§ **MATERIAL FOR THE TASK**
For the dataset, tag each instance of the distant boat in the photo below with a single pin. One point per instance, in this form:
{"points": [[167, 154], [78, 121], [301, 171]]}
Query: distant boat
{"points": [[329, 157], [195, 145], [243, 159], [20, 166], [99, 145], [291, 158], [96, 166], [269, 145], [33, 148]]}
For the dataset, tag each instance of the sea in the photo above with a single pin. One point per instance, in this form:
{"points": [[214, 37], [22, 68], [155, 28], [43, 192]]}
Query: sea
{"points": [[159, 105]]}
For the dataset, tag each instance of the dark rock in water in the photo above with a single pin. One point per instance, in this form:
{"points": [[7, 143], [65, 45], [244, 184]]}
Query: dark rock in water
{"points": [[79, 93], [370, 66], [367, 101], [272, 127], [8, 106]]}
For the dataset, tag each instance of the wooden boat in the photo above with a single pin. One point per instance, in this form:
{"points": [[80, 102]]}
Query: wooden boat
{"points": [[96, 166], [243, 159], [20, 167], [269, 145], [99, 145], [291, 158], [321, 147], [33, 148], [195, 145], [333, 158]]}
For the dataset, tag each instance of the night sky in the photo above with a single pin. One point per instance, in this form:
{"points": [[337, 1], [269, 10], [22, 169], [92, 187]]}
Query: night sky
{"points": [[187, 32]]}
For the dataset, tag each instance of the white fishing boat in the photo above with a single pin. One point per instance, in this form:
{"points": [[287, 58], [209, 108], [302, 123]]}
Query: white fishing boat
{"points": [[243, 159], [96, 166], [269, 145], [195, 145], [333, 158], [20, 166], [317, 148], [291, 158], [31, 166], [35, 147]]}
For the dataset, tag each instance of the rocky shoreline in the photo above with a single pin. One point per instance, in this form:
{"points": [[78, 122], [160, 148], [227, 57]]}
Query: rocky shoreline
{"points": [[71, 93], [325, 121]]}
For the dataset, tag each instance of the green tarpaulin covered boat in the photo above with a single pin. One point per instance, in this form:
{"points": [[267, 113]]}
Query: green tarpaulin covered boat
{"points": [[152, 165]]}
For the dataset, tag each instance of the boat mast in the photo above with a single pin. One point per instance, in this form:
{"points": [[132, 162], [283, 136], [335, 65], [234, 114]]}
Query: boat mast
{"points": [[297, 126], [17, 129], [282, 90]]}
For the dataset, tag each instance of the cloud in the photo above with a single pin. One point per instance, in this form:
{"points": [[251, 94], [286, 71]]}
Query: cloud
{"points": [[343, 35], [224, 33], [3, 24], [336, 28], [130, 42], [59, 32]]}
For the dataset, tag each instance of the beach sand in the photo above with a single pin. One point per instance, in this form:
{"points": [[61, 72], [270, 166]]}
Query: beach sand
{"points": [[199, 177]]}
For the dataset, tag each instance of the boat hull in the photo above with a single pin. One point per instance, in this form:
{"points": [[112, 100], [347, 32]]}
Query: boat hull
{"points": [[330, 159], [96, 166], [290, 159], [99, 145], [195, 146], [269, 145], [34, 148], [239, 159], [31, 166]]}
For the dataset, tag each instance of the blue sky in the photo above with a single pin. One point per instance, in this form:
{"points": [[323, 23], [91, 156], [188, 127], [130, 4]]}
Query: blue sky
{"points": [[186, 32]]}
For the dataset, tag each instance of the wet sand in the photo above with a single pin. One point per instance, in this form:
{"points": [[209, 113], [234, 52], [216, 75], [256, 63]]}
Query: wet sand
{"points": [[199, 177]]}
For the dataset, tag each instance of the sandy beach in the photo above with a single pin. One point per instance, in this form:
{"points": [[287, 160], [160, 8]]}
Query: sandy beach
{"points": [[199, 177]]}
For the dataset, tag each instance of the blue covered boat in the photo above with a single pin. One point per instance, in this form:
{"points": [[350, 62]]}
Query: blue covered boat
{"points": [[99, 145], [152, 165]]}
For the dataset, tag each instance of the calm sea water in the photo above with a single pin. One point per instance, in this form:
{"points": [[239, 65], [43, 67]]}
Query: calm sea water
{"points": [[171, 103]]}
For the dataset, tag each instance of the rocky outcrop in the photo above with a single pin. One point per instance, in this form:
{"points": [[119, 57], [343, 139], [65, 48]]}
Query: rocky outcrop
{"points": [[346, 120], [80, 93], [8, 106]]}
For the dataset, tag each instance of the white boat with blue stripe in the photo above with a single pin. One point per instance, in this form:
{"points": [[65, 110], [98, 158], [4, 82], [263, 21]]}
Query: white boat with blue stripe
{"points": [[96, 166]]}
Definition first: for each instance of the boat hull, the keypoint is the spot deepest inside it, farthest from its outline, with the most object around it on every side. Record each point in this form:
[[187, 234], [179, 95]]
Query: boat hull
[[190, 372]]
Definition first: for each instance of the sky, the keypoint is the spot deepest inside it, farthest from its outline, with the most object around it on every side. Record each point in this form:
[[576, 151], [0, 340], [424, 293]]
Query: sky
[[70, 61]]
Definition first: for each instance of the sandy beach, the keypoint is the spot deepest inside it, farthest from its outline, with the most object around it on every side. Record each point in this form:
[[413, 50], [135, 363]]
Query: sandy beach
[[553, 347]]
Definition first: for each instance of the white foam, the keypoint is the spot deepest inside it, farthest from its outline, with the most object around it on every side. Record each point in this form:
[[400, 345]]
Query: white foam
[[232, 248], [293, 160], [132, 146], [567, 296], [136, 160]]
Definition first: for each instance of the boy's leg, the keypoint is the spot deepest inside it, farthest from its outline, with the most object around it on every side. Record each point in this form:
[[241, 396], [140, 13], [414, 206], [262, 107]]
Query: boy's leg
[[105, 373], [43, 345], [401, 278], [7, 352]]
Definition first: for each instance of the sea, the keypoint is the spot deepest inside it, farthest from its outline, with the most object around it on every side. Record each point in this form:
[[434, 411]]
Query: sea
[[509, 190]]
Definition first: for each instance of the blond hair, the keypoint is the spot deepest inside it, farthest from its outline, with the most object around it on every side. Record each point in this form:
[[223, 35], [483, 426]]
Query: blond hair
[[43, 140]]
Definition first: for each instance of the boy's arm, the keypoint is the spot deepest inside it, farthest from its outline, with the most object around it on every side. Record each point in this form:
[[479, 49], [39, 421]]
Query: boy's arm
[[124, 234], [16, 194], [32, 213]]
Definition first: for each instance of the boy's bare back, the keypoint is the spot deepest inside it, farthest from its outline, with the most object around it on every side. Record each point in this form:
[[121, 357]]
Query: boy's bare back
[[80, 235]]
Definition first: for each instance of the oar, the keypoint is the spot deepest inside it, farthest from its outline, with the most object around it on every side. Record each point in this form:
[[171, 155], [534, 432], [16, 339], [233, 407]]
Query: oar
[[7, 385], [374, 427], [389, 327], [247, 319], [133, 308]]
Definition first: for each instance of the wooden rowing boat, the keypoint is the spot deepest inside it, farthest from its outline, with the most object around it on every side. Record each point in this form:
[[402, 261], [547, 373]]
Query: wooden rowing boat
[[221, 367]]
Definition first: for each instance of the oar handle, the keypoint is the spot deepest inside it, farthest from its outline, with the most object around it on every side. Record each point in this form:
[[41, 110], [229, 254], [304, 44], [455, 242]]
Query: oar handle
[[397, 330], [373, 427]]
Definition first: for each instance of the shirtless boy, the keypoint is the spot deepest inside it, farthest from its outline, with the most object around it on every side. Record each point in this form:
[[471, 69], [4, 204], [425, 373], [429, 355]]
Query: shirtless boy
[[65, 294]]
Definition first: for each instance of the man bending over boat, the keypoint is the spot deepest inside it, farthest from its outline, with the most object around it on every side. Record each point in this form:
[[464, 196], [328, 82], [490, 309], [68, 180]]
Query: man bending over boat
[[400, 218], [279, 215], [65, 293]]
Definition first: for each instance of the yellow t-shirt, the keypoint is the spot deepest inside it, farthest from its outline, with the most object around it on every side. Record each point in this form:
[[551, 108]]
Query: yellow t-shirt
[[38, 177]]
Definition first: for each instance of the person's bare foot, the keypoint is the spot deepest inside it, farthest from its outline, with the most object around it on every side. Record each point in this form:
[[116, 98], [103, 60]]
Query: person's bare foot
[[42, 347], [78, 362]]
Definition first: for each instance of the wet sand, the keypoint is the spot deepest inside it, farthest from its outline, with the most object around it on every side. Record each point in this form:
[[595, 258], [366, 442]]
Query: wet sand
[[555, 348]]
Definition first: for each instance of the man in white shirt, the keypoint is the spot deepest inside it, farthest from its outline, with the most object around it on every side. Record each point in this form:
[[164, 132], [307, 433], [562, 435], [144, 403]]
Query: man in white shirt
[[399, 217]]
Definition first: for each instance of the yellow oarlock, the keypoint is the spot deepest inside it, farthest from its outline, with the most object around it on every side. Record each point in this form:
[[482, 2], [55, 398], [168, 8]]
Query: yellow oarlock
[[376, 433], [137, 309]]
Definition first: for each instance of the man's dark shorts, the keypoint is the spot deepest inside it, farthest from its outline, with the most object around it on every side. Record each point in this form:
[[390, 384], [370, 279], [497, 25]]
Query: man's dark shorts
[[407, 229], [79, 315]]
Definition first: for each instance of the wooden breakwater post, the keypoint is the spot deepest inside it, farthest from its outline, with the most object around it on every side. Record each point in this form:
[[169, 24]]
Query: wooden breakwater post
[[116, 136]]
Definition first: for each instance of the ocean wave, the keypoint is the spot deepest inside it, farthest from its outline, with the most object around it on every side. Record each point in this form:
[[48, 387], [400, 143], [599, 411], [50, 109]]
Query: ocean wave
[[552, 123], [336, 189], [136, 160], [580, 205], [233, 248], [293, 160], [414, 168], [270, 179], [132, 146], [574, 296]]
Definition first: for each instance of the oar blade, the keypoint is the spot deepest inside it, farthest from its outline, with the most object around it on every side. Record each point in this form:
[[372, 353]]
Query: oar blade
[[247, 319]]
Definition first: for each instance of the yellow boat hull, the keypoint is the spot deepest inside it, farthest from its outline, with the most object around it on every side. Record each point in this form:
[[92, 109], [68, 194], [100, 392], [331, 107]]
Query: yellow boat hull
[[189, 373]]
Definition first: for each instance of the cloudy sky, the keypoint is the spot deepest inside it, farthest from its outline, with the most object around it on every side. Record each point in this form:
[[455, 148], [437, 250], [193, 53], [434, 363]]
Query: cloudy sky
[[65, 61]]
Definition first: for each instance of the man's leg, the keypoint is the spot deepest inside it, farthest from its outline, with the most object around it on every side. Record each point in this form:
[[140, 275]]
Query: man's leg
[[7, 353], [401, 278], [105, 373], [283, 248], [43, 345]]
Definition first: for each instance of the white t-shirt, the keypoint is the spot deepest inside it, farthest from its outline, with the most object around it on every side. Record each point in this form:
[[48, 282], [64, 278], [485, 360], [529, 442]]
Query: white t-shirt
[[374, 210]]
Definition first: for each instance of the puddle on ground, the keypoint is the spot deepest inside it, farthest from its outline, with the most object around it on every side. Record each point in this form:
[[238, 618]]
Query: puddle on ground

§ **CHALLENGE**
Revise everything from the line containing "Definition first: for each instance of the puddle" down through the end of the entries, putting "puddle on pavement" wherever "puddle on ground" appears and keeping all else the same.

§ **EXERCISE SOLUTION**
Definition first: for each instance of the puddle on pavement, the keypoint is the spot deepest inside it, farthest from its outline, with the most object around it on every side. Record each point in this form:
[[238, 618]]
Query: puddle on pavement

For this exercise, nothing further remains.